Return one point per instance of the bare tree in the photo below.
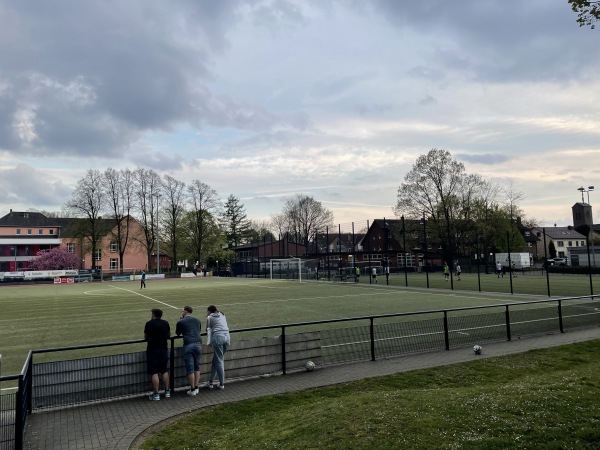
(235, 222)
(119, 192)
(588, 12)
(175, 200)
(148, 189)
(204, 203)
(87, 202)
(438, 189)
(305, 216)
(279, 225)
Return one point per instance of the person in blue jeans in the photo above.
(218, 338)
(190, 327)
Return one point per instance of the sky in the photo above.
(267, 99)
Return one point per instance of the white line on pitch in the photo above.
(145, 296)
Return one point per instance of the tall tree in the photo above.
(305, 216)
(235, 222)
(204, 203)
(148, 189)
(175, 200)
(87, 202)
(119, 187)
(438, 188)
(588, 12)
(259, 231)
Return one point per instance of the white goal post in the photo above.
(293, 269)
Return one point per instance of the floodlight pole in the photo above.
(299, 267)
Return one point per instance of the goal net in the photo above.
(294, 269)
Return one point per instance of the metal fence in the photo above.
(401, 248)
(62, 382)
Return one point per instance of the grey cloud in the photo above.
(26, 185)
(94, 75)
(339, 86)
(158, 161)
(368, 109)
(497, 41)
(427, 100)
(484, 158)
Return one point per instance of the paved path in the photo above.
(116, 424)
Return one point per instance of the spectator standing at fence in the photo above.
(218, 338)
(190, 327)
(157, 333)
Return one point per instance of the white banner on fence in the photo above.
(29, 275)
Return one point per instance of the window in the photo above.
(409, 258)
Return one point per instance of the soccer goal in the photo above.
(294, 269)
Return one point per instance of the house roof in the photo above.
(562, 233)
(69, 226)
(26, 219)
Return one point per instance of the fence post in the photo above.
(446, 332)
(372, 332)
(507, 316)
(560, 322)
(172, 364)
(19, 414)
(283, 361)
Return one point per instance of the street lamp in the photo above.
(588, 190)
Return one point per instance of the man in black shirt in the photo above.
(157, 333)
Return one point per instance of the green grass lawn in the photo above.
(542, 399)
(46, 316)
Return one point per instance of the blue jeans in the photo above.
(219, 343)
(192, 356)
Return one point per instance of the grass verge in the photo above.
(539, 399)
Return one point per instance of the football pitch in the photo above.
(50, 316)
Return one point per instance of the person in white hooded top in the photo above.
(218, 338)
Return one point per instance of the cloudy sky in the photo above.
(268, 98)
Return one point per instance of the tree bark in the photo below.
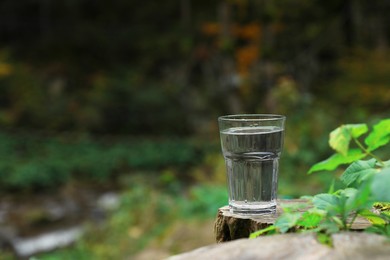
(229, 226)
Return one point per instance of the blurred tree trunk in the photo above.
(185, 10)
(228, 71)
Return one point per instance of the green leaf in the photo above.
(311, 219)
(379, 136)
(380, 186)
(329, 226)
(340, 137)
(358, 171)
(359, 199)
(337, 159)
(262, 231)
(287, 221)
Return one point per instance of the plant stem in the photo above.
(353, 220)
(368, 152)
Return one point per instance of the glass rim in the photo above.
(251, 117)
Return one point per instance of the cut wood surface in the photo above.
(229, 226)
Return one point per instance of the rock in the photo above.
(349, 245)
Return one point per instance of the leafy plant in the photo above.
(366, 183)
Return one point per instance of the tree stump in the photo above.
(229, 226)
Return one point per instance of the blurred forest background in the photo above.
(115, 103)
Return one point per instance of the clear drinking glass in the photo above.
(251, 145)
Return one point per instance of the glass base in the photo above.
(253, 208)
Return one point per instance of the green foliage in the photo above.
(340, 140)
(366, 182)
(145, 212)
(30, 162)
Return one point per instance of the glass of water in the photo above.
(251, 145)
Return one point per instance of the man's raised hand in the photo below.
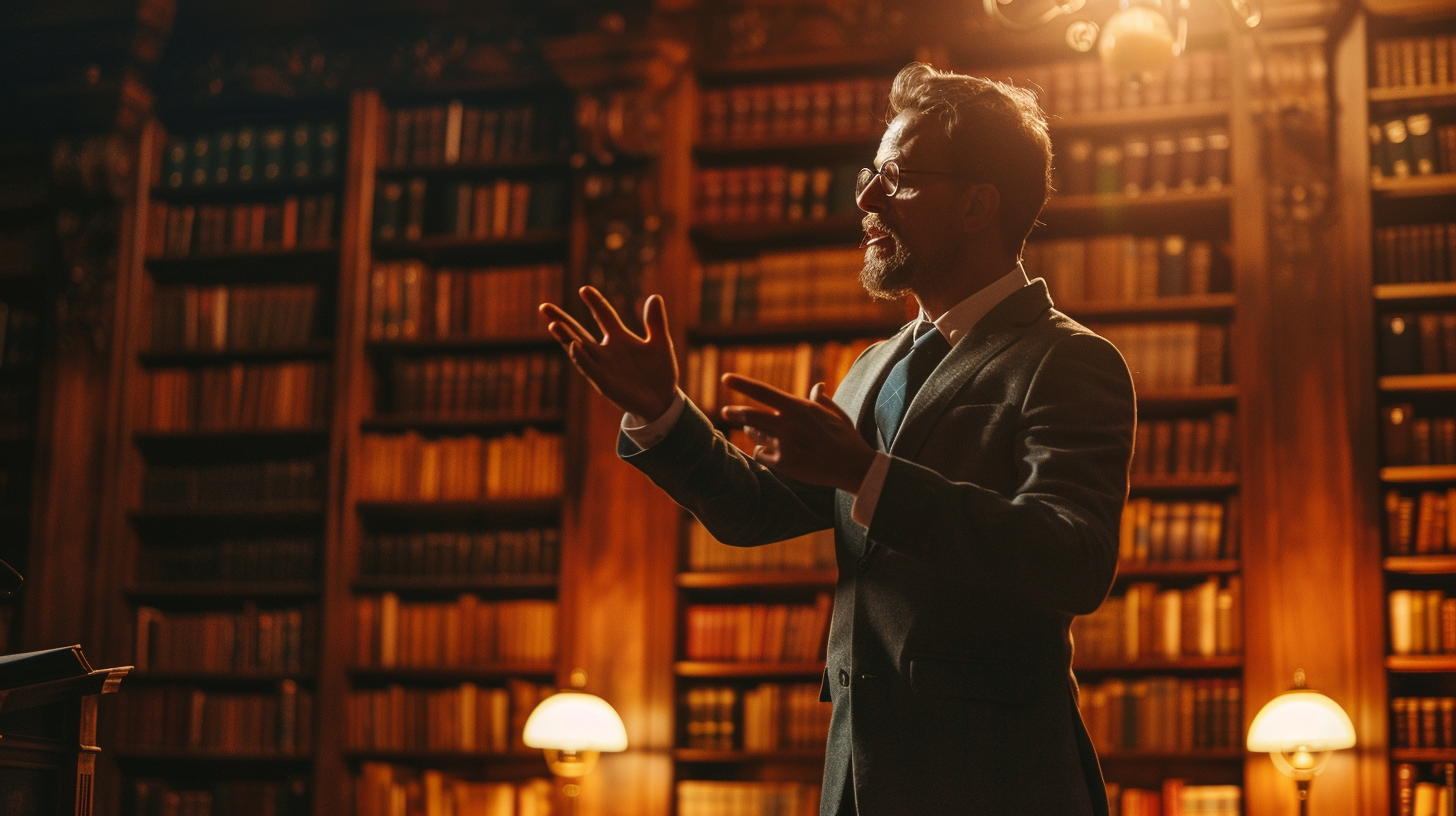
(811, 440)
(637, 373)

▬▬▬

Without the pictures, set down every entry exactly.

Return one point per instance of the bare tree in the photo below.
(235, 222)
(119, 192)
(588, 12)
(175, 200)
(148, 189)
(204, 203)
(87, 202)
(438, 189)
(305, 216)
(279, 225)
Return one point per instance of the person in blue jeans in the photo above.
(218, 338)
(190, 327)
Return one point per instance of the sky in the photo above.
(267, 99)
Return one point per instance of the white line on pitch in the photo above.
(145, 296)
Return one point per instance of the tall tree in the photo above.
(305, 216)
(235, 222)
(204, 203)
(148, 189)
(175, 200)
(87, 202)
(119, 187)
(438, 188)
(588, 12)
(259, 231)
Return one point per instance of the white goal post in the photo above.
(293, 269)
Return one point per instance of the floodlight pole in the photo above.
(299, 267)
Return one point per instance of the goal net in the photo above.
(294, 269)
Return one point per instance of the metal fence in the photo above.
(401, 248)
(62, 382)
Return one point per instance of the grey cloud in the photo above.
(26, 185)
(94, 75)
(339, 86)
(158, 161)
(368, 109)
(497, 41)
(427, 100)
(484, 158)
Return one point per instance of the paved path in the photo above.
(116, 424)
Return one point per instance of the spectator standing at fence in the photo above.
(218, 338)
(190, 327)
(157, 333)
Return one point per instance of the white banner on fence in the photo above.
(29, 275)
Return one point per instance of the window in the photo above.
(409, 258)
Return one point per instance of the soccer goal in the photo above.
(294, 269)
Return one point per instance of the house roof in the photo above.
(562, 233)
(69, 226)
(26, 219)
Return one point per instance of the fence post in the photo above.
(446, 332)
(372, 332)
(507, 316)
(560, 322)
(172, 364)
(19, 414)
(283, 361)
Return one point per instance of the street lamp in the photo above.
(588, 190)
Return one point per instance of the man in black shirt in the photo above.
(157, 333)
Return one point per instance of the green grass lawn in the photo above.
(542, 399)
(46, 316)
Return one point per instance of the blue jeans in the photo above.
(219, 343)
(192, 356)
Return one point per instance of the grass verge in the photo above.
(539, 399)
Return one point per instance of the football pitch in the photo above.
(50, 316)
Return one point per instance of the person in white hooded top in the photo above.
(218, 338)
Return one point per instance of the cloudy sky in the photo above.
(268, 98)
Return one point per instance of the tree bark in the photo below.
(229, 226)
Return one point per instance of the blurred tree trunk in the photo above.
(185, 10)
(228, 71)
Return one point per instance of the green leaf in the photo above.
(311, 219)
(379, 136)
(380, 186)
(329, 226)
(340, 137)
(358, 171)
(359, 199)
(337, 159)
(262, 231)
(287, 221)
Return one point per instance of the plant stem in the photo above.
(353, 220)
(368, 152)
Return one point per instance of the glass rim in the photo above.
(251, 117)
Return one point per instance of the cut wood surface in the photo above.
(229, 226)
Return one point per instance of the rock in the photo above.
(349, 245)
Return one point per instance of the leafy plant in the photo above.
(366, 183)
Return one point per instance of the tree stump in the photo above.
(229, 226)
Return one point per instance of the blurred forest background in the photo above.
(115, 103)
Return one point per instance of the clear drinking glass in the photo above.
(251, 145)
Return one point per instance of the glass base in the photo above.
(253, 208)
Return one point per instance of the green foliage in the photo above.
(340, 140)
(366, 182)
(145, 212)
(30, 162)
Return one point per instance of the glass of water in the photo above.
(251, 145)
Return one point per instance of the man's raised hand in the photo below.
(811, 440)
(637, 373)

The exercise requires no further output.